[FUENTE]
* * *

El imperio de lo provisorio,
por Alberto Medina Méndez.
Escuchamos, en demasía tal vez, esta historia que nos habla de lo inevitable de transitar situaciones indeseables porque nunca estamos preparados para lo correcto. Asumimos, de ese modo, una inmadurez como sociedad que se constituye en una mirada piadosa de nosotros mismos. Y nos pasamos justificando de esa manera la instauración de medidas transitorias que funcionan como imprescindibles “tutores” de nuestra vida cotidiana.
Esta visión se presenta en muchos temas, incluyendo su versión mas preocupante, esa que utilizan los que desprecian a la libertad y a sus semejantes, cuando dicen que vivimos en comunidades que no están convenientemente preparadas para la democracia, para luego proponernos la necesidad de convocar a una sucesión de modernos líderes mesiánicos y déspotas medianamente educados.
Habrá que decir que no existe tal cosa como el “momento ideal”. Es probable que nunca se esté suficientemente maduro para algo. Nunca se está del todo preparado, y mucho menos aun para garantizar una secuencia interminable de aciertos. En todo caso, se podrá estar un poco mejor o un poco peor. Y queda claro que es deseable que todos tratemos de formarnos, educarnos y evolucionar, pero de modo alguno puede ser ese un requisito para disfrutar plenamente de nuestra libertad.
Solo se aprende cometiendo errores. No se los puede evitar, sino solo aprender de ellos para no repetirlos, en tanto son parte de la esencia humana. Pero muchos alimentan esta peligrosa idea para, finalmente, erigirse en los nuevos capangas que nos orienten como iluminados.
En el asistencialismo aparece claramente esta visión. Las crisis son el caldo de cultivo ideal para los pregoneros de este tipo de herramientas, que encuentran allí sobrada justificación para el aterrizaje del clientelismo. Afirman que en ese escenario es imprescindible “ayudar” para superar el difícil momento. Y claro que la idea parece simpática, y hasta algunos aplauden con genuino fervor esa “sensibilidad”.

* * *

[EXTRACTO DE DATOS]
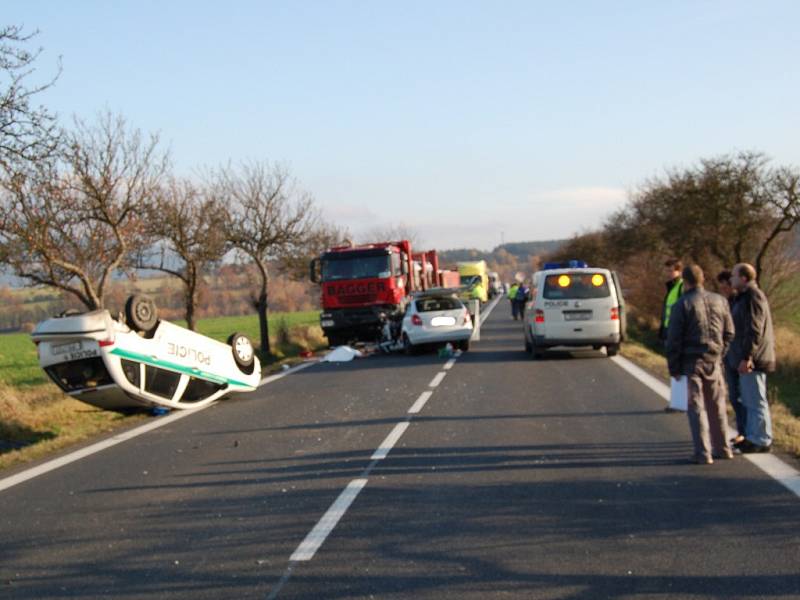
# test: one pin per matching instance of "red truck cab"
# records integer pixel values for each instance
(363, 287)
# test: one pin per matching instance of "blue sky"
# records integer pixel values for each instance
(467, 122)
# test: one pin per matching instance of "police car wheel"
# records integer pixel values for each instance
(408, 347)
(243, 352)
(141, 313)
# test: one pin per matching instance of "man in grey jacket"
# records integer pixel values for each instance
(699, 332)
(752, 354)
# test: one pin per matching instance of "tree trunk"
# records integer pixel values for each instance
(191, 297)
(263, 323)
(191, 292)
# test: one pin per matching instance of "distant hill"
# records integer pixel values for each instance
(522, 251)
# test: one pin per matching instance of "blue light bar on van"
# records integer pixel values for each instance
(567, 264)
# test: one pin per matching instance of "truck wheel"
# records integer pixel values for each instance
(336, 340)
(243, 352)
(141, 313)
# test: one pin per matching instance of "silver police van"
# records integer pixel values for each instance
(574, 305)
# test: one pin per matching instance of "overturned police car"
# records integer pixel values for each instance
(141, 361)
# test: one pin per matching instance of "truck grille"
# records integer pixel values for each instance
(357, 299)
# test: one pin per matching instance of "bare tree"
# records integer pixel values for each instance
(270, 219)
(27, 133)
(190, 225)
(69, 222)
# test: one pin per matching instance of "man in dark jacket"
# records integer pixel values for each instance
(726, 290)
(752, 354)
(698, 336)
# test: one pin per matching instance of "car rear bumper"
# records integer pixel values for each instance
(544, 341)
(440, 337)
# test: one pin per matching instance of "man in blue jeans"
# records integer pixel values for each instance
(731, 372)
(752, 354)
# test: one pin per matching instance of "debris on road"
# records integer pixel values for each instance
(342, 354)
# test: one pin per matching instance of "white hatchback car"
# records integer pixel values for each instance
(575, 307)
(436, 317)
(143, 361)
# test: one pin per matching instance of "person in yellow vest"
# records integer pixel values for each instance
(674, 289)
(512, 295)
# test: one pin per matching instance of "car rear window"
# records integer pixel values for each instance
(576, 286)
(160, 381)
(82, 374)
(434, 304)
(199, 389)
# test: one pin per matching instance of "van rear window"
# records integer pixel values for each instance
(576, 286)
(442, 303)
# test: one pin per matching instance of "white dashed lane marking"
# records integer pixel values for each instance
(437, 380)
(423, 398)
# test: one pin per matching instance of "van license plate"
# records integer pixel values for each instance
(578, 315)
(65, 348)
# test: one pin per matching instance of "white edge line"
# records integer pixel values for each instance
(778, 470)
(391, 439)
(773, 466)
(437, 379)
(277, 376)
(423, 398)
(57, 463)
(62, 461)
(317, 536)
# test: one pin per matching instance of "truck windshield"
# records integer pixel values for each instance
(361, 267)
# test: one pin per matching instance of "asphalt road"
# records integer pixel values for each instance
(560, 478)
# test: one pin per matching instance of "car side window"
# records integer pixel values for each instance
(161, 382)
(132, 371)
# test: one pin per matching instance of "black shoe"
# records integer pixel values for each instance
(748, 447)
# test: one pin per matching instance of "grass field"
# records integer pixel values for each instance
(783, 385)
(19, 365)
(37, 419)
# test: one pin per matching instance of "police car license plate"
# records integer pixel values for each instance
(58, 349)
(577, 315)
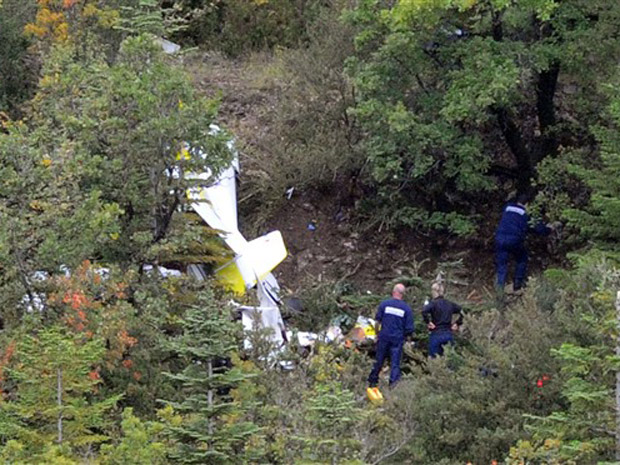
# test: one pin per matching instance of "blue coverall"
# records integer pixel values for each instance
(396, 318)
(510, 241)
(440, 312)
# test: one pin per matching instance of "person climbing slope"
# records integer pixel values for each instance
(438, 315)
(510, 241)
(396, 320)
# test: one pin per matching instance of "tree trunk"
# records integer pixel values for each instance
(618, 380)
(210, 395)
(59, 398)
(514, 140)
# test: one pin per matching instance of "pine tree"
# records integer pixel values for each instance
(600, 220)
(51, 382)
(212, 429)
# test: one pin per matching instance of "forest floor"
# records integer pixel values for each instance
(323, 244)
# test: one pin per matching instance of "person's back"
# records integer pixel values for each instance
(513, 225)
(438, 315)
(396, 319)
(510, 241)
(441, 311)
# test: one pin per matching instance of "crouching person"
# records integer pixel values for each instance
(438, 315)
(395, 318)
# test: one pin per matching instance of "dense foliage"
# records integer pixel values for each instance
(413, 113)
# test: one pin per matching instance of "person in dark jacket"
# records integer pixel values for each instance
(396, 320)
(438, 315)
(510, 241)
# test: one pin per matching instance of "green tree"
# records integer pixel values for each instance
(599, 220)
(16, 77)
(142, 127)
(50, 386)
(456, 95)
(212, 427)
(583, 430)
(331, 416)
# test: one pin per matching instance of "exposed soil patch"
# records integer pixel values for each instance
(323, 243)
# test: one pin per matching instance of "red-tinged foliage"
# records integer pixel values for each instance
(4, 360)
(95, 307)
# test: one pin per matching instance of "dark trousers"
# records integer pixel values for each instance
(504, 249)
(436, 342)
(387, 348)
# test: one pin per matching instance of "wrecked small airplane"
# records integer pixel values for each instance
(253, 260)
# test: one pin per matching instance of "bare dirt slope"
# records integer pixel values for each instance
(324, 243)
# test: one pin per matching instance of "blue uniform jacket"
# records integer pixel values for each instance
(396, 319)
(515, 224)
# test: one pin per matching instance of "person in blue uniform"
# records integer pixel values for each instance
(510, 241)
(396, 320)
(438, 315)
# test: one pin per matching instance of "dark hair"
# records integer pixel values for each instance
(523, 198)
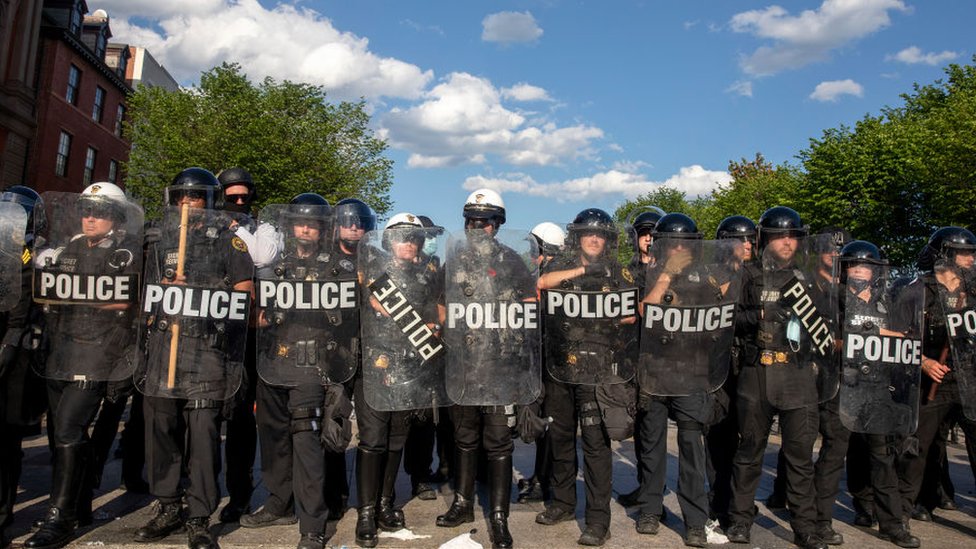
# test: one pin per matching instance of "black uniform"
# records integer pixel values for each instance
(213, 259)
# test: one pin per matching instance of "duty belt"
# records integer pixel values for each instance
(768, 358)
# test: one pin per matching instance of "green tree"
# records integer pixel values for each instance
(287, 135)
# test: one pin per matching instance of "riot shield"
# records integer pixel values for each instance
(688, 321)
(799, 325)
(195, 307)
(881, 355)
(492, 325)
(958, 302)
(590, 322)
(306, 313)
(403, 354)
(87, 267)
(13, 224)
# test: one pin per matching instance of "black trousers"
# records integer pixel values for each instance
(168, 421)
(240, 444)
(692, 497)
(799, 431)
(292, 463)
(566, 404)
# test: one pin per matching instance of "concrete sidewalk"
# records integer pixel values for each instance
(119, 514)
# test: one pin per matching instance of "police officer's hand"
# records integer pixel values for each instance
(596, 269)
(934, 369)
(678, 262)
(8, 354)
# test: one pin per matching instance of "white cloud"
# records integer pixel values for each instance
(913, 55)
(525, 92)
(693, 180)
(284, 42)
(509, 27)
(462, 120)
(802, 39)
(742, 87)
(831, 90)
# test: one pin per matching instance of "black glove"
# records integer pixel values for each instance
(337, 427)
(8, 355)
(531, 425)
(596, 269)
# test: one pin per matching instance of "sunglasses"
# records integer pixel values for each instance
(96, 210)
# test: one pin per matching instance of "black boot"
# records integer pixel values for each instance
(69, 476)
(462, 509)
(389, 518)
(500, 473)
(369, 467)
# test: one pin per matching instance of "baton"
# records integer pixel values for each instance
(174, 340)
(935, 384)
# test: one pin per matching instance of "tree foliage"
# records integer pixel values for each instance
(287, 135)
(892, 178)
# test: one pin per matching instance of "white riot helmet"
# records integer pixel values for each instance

* * *

[CONSIGNA DADA A] Extrae de la fuente, tal cual aparece, el pasaje que va desde "Escuchamos, en demasía" hasta "nuestra vida cotidiana.", con estas últimas palabras incluidas.
[CONSIGNA DADA B] Indica si cada afirmación coincide con la fuente, respondiendo sí o no y citando textualmente las palabras que lo deciden: (i) Existe un momento ideal para estar preparado. (ii) Solo se aprende cometiendo errores. (iii) Las crisis le dan justificación al clientelismo.
Los datos no tienen nada que ver con esto.

[RESPUESTA COMPLETA A]
Escuchamos, en demasía tal vez, esta historia que nos habla de lo inevitable de transitar situaciones indeseables porque nunca estamos preparados para lo correcto. Asumimos, de ese modo, una inmadurez como sociedad que se constituye en una mirada piadosa de nosotros mismos. Y nos pasamos justificando de esa manera la instauración de medidas transitorias que funcionan como imprescindibles “tutores” de nuestra vida cotidiana.

[RESPUESTA COMPLETA B]
(i) No: "Habrá que decir que no existe tal cosa como el “momento ideal”."
(ii) Sí: "Solo se aprende cometiendo errores."
(iii) Sí: "Las crisis son el caldo de cultivo ideal para los pregoneros de este tipo de herramientas, que encuentran allí sobrada justificación para el aterrizaje del clientelismo."